→ TRECHO ORIGINAL:
Desta forma, acabou por revogar a proibição à concessão do indulto ao crime de tortura, prevista anteriormente pela Lei número Oito mil e setenta e dois / Mil novecentos e noventa, uma vez que a lei posterior também revoga a lei anterior quando regule inteiramente a matéria de que tratava a lei anterior ( Lei de introdução ao Código Civil, Artigo Segundo, Parágrafo Primeiro ).


Indulto e crimes hediondos


Supremo Tribunal Federal - "O Decreto presidencial, que concede indulto coletivo, pode ser parcial, ou seja, beneficiar os condenados por certos delitos e excluir os condenados por outros. Esta exclusão pode fazer-se com a simples referência aos crimes que a lei classifica como hediondos" ( Primeira Turma - Habeas Corpus número Setenta e um mil seiscentos e quarenta e três / Rio Grande do Sul - relator Ministro Sydney Sanches, Diário da Justiça, Seção Primeira, de Vinte e cinco de novembro de Mil novecentos e noventa e quatro, Página Trinta e dois mil trezentos e um ).


Lei dos crimes hediondos e liberdade provisória


O legislador constitucional previu no Artigo Quinto, Inciso Quarenta e três, que a lei considerará crimes inafiançáveis a prática da tortura, o tráfico ilícito de entorpecentes e drogas afins, o terrorismo e os definidos como crimes hediondos. Ocorre, porém, que na Lei número Oitenta e dois / Mil novecentos e noventa, o legislador ordinário, além de vedar a fiança ( o que poderia fazer por expressa manifestação no plano constitucional ), considerou também inadmissível, nos crimes hediondos, de tortura, de tráfico elícito de entorpecentes e drogas afins e de terrorismo, a concessão da liberdade provisória.

→ O QUE FAZER 1:
Reescreva todas as linhas abaixo, com os pedidos, deslocando as coordenadas das respostas: some 19 a cada número delas.
O trecho não tem nenhuma relação com as linhas.

→ LINHAS PARA TRATAR:
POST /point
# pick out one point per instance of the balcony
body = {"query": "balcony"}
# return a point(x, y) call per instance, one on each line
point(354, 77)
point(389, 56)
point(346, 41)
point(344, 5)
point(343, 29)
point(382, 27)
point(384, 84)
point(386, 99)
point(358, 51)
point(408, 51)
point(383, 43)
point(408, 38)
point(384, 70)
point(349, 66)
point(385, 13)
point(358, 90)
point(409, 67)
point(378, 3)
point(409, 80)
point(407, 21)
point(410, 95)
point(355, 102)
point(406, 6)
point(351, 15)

→ O QUE FAZER 2:
Transcreva palavra por palavra a parte do trecho sobre indulto e crimes hediondos que começa em "Indulto e crimes" e termina em "trezentos e um ).".

→ SOLUÇÃO PRONTA 1:
POST /point
# pick out one point per instance of the balcony
body = {"query": "balcony"}
# return a point(x, y) call per instance, one on each line
point(373, 96)
point(408, 75)
point(365, 60)
point(363, 24)
point(362, 48)
point(401, 46)
point(403, 103)
point(405, 118)
point(377, 70)
point(427, 70)
point(402, 62)
point(427, 57)
point(403, 89)
point(368, 85)
point(404, 32)
point(377, 109)
point(428, 86)
point(397, 22)
point(428, 99)
point(426, 40)
point(429, 114)
point(374, 121)
point(425, 25)
point(370, 34)

→ SOLUÇÃO PRONTA 2:
Indulto e crimes hediondos


Supremo Tribunal Federal - "O Decreto presidencial, que concede indulto coletivo, pode ser parcial, ou seja, beneficiar os condenados por certos delitos e excluir os condenados por outros. Esta exclusão pode fazer-se com a simples referência aos crimes que a lei classifica como hediondos" ( Primeira Turma - Habeas Corpus número Setenta e um mil seiscentos e quarenta e três / Rio Grande do Sul - relator Ministro Sydney Sanches, Diário da Justiça, Seção Primeira, de Vinte e cinco de novembro de Mil novecentos e noventa e quatro, Página Trinta e dois mil trezentos e um ).